** Records for the exercise follows **

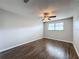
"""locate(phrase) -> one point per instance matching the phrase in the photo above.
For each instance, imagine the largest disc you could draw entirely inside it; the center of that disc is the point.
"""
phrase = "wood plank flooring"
(41, 49)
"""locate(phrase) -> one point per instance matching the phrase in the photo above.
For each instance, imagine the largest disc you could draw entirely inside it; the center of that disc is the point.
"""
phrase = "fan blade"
(52, 16)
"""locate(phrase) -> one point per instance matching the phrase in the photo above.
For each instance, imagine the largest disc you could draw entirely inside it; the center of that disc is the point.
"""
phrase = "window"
(56, 26)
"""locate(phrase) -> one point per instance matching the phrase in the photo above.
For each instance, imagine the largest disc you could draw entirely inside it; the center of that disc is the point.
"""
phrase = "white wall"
(66, 35)
(76, 32)
(16, 29)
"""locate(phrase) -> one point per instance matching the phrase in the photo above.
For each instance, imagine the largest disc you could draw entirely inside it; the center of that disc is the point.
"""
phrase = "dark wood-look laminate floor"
(41, 49)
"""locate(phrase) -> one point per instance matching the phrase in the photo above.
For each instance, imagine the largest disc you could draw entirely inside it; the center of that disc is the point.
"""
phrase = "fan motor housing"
(25, 1)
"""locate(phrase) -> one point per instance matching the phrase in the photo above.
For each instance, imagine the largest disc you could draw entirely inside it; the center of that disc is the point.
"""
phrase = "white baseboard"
(62, 40)
(18, 45)
(76, 50)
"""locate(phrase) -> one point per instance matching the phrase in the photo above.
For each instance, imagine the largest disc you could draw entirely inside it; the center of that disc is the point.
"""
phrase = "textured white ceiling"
(62, 8)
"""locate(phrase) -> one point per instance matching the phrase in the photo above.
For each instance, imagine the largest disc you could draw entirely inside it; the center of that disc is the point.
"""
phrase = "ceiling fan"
(47, 16)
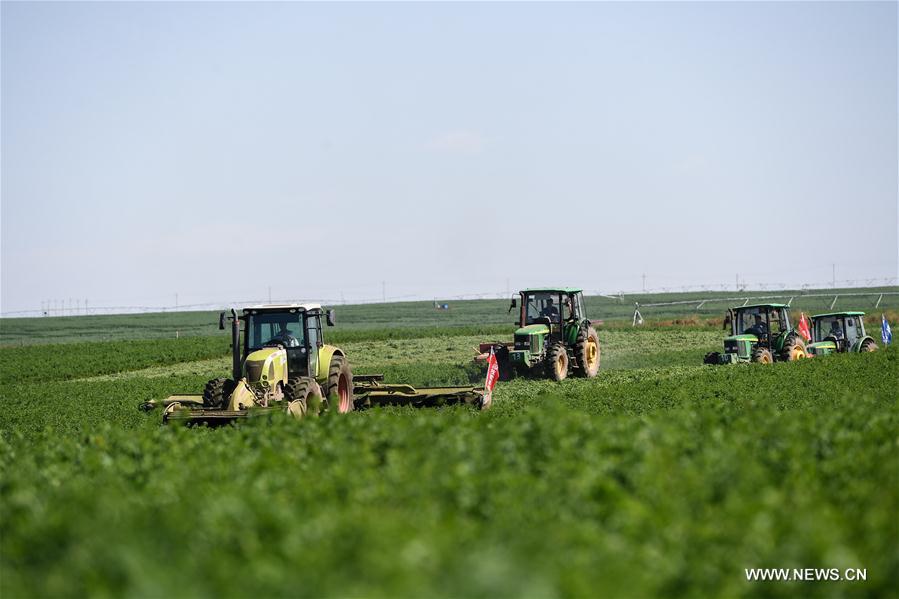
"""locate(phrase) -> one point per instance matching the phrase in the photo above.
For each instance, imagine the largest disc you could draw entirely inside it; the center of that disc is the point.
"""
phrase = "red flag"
(803, 327)
(492, 377)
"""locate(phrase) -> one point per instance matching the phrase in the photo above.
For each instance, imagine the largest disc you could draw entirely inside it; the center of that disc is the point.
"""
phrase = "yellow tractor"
(282, 363)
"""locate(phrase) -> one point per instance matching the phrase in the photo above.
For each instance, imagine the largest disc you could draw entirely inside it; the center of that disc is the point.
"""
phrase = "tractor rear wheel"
(556, 362)
(794, 349)
(303, 396)
(586, 348)
(340, 385)
(762, 355)
(217, 392)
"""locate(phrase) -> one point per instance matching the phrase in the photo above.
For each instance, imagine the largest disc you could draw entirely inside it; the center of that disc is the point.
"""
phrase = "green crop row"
(641, 482)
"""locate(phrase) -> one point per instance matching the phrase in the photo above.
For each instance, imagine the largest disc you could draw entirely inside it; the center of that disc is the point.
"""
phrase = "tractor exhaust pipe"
(235, 346)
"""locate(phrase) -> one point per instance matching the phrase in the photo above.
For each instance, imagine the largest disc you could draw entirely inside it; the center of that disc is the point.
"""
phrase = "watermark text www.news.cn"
(806, 574)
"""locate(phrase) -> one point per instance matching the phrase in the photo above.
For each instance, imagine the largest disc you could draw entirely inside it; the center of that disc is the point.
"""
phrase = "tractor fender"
(325, 353)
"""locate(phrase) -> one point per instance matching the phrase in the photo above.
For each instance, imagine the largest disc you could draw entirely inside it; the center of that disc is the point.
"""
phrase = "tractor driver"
(550, 311)
(569, 309)
(285, 337)
(759, 329)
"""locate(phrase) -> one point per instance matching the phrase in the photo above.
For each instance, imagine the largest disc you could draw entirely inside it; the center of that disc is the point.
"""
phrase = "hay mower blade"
(370, 389)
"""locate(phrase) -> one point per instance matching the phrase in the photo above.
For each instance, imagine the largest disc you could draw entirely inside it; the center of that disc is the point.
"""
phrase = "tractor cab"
(553, 335)
(839, 332)
(550, 307)
(759, 333)
(294, 329)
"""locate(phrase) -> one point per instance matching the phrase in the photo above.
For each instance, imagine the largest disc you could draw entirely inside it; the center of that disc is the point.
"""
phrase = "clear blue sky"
(216, 149)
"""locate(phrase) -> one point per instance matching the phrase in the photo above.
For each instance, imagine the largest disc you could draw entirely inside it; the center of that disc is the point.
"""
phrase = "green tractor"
(554, 338)
(759, 333)
(839, 332)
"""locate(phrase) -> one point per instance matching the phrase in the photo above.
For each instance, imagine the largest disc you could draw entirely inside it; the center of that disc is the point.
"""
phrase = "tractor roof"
(839, 314)
(746, 307)
(552, 290)
(283, 307)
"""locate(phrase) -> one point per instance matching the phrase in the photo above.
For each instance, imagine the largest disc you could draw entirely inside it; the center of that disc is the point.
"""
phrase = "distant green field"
(375, 319)
(660, 477)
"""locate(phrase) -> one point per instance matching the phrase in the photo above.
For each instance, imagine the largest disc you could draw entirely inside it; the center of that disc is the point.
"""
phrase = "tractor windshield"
(829, 326)
(269, 328)
(752, 321)
(542, 305)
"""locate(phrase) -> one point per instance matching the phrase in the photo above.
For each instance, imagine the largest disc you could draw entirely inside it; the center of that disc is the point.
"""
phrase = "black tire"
(555, 364)
(793, 349)
(303, 396)
(217, 392)
(868, 345)
(762, 355)
(340, 385)
(587, 365)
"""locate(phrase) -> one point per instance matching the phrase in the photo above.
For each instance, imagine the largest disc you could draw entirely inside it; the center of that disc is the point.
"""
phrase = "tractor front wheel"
(587, 351)
(762, 355)
(303, 396)
(556, 362)
(340, 385)
(794, 349)
(217, 392)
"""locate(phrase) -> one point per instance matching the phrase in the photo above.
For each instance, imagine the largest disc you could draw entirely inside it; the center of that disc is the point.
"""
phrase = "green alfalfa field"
(660, 477)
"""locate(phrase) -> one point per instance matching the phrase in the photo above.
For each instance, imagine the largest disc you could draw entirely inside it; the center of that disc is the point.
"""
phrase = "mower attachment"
(368, 390)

** End of Records for the exercise **

Write out each entry exactly as given, but skip the pictures.

**Response below:**
"""locate(phrase) -> one point per instance matching the phrase in the photo above.
For each instance, imagine the largest disc you could draw entirely inside it; the center of that disc is the point.
"""
phrase = "wood plank flooring"
(41, 49)
"""locate(phrase) -> one point per instance matching the phrase in the photo above.
For each instance, imagine the largest disc you could draw entirely inside it; the center of that disc is the point.
"""
phrase = "fan blade"
(52, 16)
"""locate(phrase) -> one point per instance matching the phrase in the photo above.
For each instance, imagine the largest disc you could draw entirely inside it; the center of that disc is the point.
"""
phrase = "window"
(56, 26)
"""locate(phrase) -> one point per instance matching the phrase in the photo above.
For each instance, imagine the largest disc you could draw entirely inside it; the center of that disc is the point.
"""
phrase = "white wall"
(66, 35)
(76, 32)
(16, 29)
"""locate(phrase) -> one point per instance matching the phrase in the photo above.
For each instance, imagine the largest disc you could draw entirely inside it; the center of that disc is the point.
"""
phrase = "dark wood-look laminate floor"
(41, 49)
"""locate(phrase) -> one point per instance matching the phrase in the photo above.
For each instance, imagine the largest disc you could draw entirely inside it; the center of that disc is the point.
"""
phrase = "fan motor housing"
(25, 1)
"""locate(phrase) -> one point per instance matching the phrase in the photo above.
For each instance, imagine the largest disc you could draw entirely inside it; the center of that disc is the point.
"""
phrase = "white baseboard"
(62, 40)
(18, 45)
(76, 50)
"""locate(phrase) -> one point per instance matching the phrase in the photo above.
For each instance, imagine the largest disc you could draw entirely inside it; the center of that disc is the point.
"""
phrase = "textured white ceiling"
(62, 8)
"""locate(phrase) -> one point per instance matching the phrase in the photo above.
For each instance, imagine the largest disc you could draw entirely inside it; the center of that disc is the point.
"""
phrase = "ceiling fan"
(47, 16)
"""locate(phrase) -> one point per instance matching the phrase in the photo above.
For each instance, imagine the largest disc you could draw entirely inside it; the center of that disc is the point.
"""
phrase = "red flag"
(803, 327)
(492, 377)
"""locate(phrase) -> one point per instance matching the phrase in the photo above.
For each instance, imagine the largest disc you could draw entirely inside it; the center of that disc is the point.
"""
phrase = "yellow tractor"
(282, 363)
"""locate(phrase) -> one point per instance matching the phrase in the photo above.
For each instance, imagine the largest disc you could draw entirely inside it; the center of that disc is the point.
"""
phrase = "tractor rear wheel"
(556, 362)
(794, 349)
(303, 396)
(586, 348)
(340, 385)
(762, 355)
(217, 392)
"""locate(phrase) -> one point per instance matching the phrase in the photo above.
For each instance, imagine the largest disc you could draw entirely inside it; the center of that disc is the point.
"""
phrase = "green crop row"
(641, 482)
"""locate(phrase) -> one point per instance matching the phrase in the photo above.
For each instance, imagine the largest disc you could draw entirely inside it; the center of that disc is the point.
"""
phrase = "tractor exhaust pipe"
(235, 346)
"""locate(phrase) -> one point per instance matching the phrase in the photo above.
For each instance, imagine the largest disc you could draw entirely inside it; the center of that disc is the point.
"""
phrase = "watermark text www.news.cn"
(806, 574)
"""locate(phrase) -> one point per instance matching the phrase in the photo above.
For each instance, imagine the largest disc you could draw entirely inside it; the center of that disc is the point.
"""
phrase = "tractor fender"
(325, 353)
"""locate(phrase) -> one point per instance matching the phrase in the photo above.
For each instance, imagine the largest disc you could draw entirely inside it; the center of that disc is the point.
"""
phrase = "tractor driver"
(550, 311)
(569, 309)
(285, 337)
(759, 329)
"""locate(phrase) -> one point per instance matching the phrase in the photo above.
For each instance, imagine the largest disc you could draw entirely inside it; the center of that disc is the point.
"""
phrase = "hay mower blade"
(370, 389)
"""locate(phrase) -> one point per instance matching the phrase in the photo above.
For each instance, imagine the largest disc you could draw entirely inside it; the center of that disc is the point.
"""
phrase = "tractor cab"
(553, 335)
(839, 332)
(550, 307)
(759, 333)
(294, 329)
"""locate(phrase) -> one point per instance matching the phrase in the photo above.
For each instance, imagine the largest disc you could draw entirely inside it; the center of that disc is the point.
"""
phrase = "clear blue sky"
(216, 149)
"""locate(phrase) -> one point per instance matching the phrase in the photo above.
For each instance, imagine the largest disc you could draw entirely inside it; the center of that disc is the point.
"""
phrase = "green tractor"
(554, 338)
(759, 333)
(839, 332)
"""locate(phrase) -> one point per instance matching the phrase in the photo above.
For each instance, imagine the largest disc you could draw entirely inside it; the center of that disc is the point.
"""
phrase = "tractor roof"
(839, 314)
(746, 307)
(552, 290)
(283, 307)
"""locate(phrase) -> one point per instance matching the phrase in the photo above.
For each instance, imagine the largest disc you could draw entirely inside it; the center of that disc is the point.
"""
phrase = "distant green field"
(375, 319)
(660, 477)
"""locate(phrase) -> one point per instance matching the phrase in the photo above.
For each instance, imagine the largest disc you could draw entirely inside it; the center of that disc is the point.
"""
phrase = "tractor windshield"
(829, 326)
(269, 328)
(752, 321)
(542, 305)
"""locate(phrase) -> one point per instance matching the phrase in the photo above.
For each instance, imagine the largest disc you could draw entirely inside it; the center of that disc is the point.
"""
phrase = "black tire"
(555, 364)
(793, 349)
(303, 396)
(217, 392)
(868, 345)
(762, 355)
(340, 385)
(587, 365)
"""locate(phrase) -> one point per instance matching the phrase in the photo above.
For each instance, imagine the largest disc you could draw entirely inside it; the center of that disc is the point.
"""
phrase = "tractor front wheel"
(587, 351)
(762, 355)
(303, 396)
(556, 362)
(340, 385)
(794, 349)
(217, 392)
"""locate(phrase) -> one point per instance matching the phrase in the photo above.
For each instance, imagine the largest disc you could draw entirely inside it; the center of that disc is the point.
"""
phrase = "green alfalfa field"
(660, 477)
"""locate(phrase) -> one point per instance matching the phrase in the photo above.
For each instance, imagine the largest disc you could draw entirely inside it; the center of that disc is the point.
"""
phrase = "mower attachment"
(368, 390)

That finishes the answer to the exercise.